_Task to complete_
Verbatim copy, images omitted: return the full listing.

_Task input_
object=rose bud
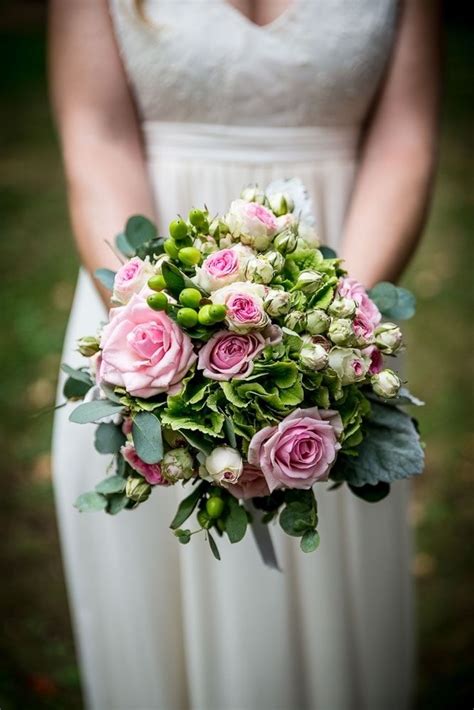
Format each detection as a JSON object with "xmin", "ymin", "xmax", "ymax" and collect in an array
[
  {"xmin": 243, "ymin": 256, "xmax": 274, "ymax": 284},
  {"xmin": 77, "ymin": 335, "xmax": 100, "ymax": 358},
  {"xmin": 294, "ymin": 270, "xmax": 324, "ymax": 294},
  {"xmin": 284, "ymin": 311, "xmax": 307, "ymax": 333},
  {"xmin": 273, "ymin": 228, "xmax": 298, "ymax": 255},
  {"xmin": 328, "ymin": 318, "xmax": 354, "ymax": 346},
  {"xmin": 371, "ymin": 369, "xmax": 401, "ymax": 398},
  {"xmin": 161, "ymin": 448, "xmax": 195, "ymax": 483},
  {"xmin": 125, "ymin": 476, "xmax": 152, "ymax": 503},
  {"xmin": 374, "ymin": 322, "xmax": 403, "ymax": 355},
  {"xmin": 328, "ymin": 347, "xmax": 370, "ymax": 385},
  {"xmin": 240, "ymin": 185, "xmax": 266, "ymax": 204},
  {"xmin": 328, "ymin": 297, "xmax": 357, "ymax": 319},
  {"xmin": 264, "ymin": 289, "xmax": 291, "ymax": 317},
  {"xmin": 263, "ymin": 250, "xmax": 285, "ymax": 273},
  {"xmin": 306, "ymin": 309, "xmax": 330, "ymax": 335},
  {"xmin": 299, "ymin": 343, "xmax": 329, "ymax": 370},
  {"xmin": 268, "ymin": 192, "xmax": 294, "ymax": 216},
  {"xmin": 202, "ymin": 446, "xmax": 243, "ymax": 485}
]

_Written solution_
object=rose bud
Format each detection as a JSON object with "xmin", "ymin", "xmax", "ymax" and collect in an array
[
  {"xmin": 243, "ymin": 256, "xmax": 274, "ymax": 284},
  {"xmin": 77, "ymin": 335, "xmax": 100, "ymax": 358},
  {"xmin": 294, "ymin": 270, "xmax": 324, "ymax": 294},
  {"xmin": 284, "ymin": 311, "xmax": 307, "ymax": 333},
  {"xmin": 273, "ymin": 228, "xmax": 298, "ymax": 255},
  {"xmin": 328, "ymin": 318, "xmax": 354, "ymax": 346},
  {"xmin": 371, "ymin": 369, "xmax": 401, "ymax": 398},
  {"xmin": 161, "ymin": 448, "xmax": 195, "ymax": 483},
  {"xmin": 125, "ymin": 476, "xmax": 152, "ymax": 503},
  {"xmin": 374, "ymin": 322, "xmax": 403, "ymax": 355},
  {"xmin": 328, "ymin": 347, "xmax": 370, "ymax": 385},
  {"xmin": 240, "ymin": 185, "xmax": 266, "ymax": 204},
  {"xmin": 328, "ymin": 297, "xmax": 357, "ymax": 319},
  {"xmin": 264, "ymin": 289, "xmax": 291, "ymax": 317},
  {"xmin": 263, "ymin": 250, "xmax": 285, "ymax": 273},
  {"xmin": 306, "ymin": 309, "xmax": 330, "ymax": 335},
  {"xmin": 299, "ymin": 343, "xmax": 329, "ymax": 370},
  {"xmin": 268, "ymin": 192, "xmax": 294, "ymax": 216},
  {"xmin": 202, "ymin": 446, "xmax": 243, "ymax": 485}
]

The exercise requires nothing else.